WHAT THIS TASK INVOLVES ▸
Everything from the line containing "of the mouth." to the last line of the records must be returned verbatim; nothing else belongs in the output.

DATA SHOWN ▸
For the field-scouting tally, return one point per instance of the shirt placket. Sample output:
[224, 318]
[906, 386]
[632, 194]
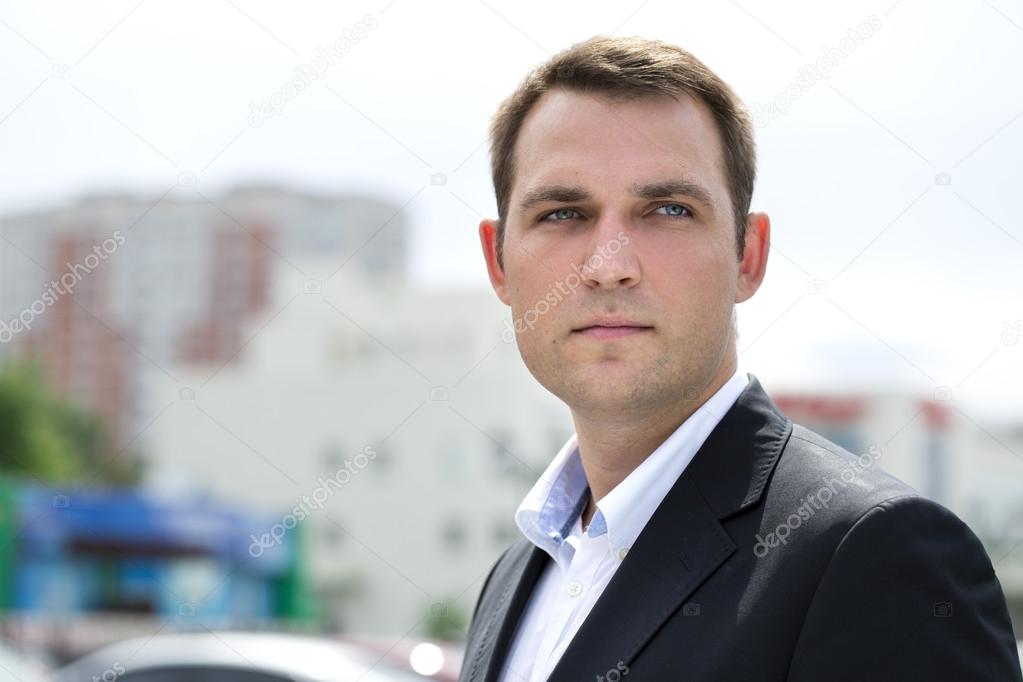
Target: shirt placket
[575, 583]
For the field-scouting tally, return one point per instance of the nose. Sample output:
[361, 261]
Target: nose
[611, 261]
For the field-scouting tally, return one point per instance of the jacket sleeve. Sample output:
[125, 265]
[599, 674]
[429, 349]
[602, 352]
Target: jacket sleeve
[908, 594]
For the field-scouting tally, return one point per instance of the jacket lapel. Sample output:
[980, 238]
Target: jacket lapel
[517, 576]
[683, 543]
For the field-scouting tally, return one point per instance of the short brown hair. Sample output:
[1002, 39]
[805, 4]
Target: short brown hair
[625, 69]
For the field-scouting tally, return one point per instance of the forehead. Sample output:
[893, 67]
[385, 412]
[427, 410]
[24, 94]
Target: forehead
[590, 139]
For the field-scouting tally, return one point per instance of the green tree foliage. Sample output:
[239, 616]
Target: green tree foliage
[52, 440]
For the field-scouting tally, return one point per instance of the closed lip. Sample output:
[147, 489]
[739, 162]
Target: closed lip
[613, 321]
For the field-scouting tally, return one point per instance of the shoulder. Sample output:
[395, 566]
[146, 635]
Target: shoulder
[823, 474]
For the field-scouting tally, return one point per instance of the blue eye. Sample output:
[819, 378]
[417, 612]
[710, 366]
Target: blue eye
[558, 215]
[675, 210]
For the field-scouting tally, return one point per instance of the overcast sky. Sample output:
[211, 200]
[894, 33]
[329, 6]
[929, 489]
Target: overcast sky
[922, 275]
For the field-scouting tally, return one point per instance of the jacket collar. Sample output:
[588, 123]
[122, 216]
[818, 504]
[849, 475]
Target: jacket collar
[682, 544]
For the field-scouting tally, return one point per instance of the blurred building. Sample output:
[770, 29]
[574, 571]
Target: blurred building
[432, 382]
[400, 422]
[944, 453]
[115, 288]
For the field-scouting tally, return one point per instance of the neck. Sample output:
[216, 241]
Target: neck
[612, 448]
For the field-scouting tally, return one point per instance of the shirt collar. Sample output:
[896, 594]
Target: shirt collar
[550, 509]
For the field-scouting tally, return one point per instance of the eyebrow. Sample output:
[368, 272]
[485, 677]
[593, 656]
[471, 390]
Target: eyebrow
[653, 190]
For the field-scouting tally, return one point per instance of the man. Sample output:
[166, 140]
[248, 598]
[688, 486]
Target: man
[688, 530]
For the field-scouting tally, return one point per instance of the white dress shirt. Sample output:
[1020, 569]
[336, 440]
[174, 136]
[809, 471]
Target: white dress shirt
[584, 561]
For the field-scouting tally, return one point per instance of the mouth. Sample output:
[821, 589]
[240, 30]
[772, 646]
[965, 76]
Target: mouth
[601, 331]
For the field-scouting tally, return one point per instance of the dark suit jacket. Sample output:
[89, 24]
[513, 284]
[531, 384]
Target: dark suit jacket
[749, 572]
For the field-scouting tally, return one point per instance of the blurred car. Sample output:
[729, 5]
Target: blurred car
[18, 667]
[432, 658]
[232, 656]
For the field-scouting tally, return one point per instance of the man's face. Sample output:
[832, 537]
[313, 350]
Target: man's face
[620, 210]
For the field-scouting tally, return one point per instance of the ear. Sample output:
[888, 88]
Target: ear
[754, 264]
[488, 239]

TASK ANSWER ▸
For the field-scouting tally, return one point per instance of the mouth. Sample output:
[821, 589]
[240, 30]
[772, 646]
[965, 76]
Target: mouth
[601, 331]
For the field-scouting tally, return one point per instance of the dark suit jacket. Sample output:
[89, 24]
[513, 284]
[531, 384]
Target: dark suit jacket
[749, 572]
For the field-scouting tally, return one point per instance of the blurred car. Sample output:
[729, 5]
Target: blurred car
[18, 667]
[432, 658]
[232, 656]
For the field-scouting tally, return one point per instance of the man's face. Sample output:
[832, 537]
[313, 350]
Target: man's face
[620, 210]
For the field-scouting tally, return one point per instance of the ear. Sample output:
[888, 88]
Target: ear
[754, 264]
[488, 239]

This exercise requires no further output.